The request:
Rewrite the material below with every "vegetation" swapped for "plants" and nothing else changed, omitting the pictures.

··········

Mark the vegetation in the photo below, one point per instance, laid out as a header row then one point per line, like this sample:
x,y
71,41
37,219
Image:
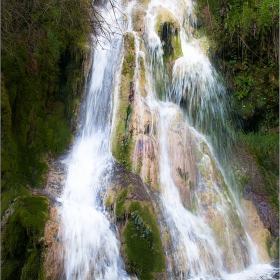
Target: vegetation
x,y
44,44
245,47
122,145
22,239
143,246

··········

The output:
Mark the plants in the photo below, one point per instance, laid out as a header row then one point per line, like this sample:
x,y
71,41
37,219
Image:
Target: plants
x,y
44,44
245,47
122,145
22,239
143,246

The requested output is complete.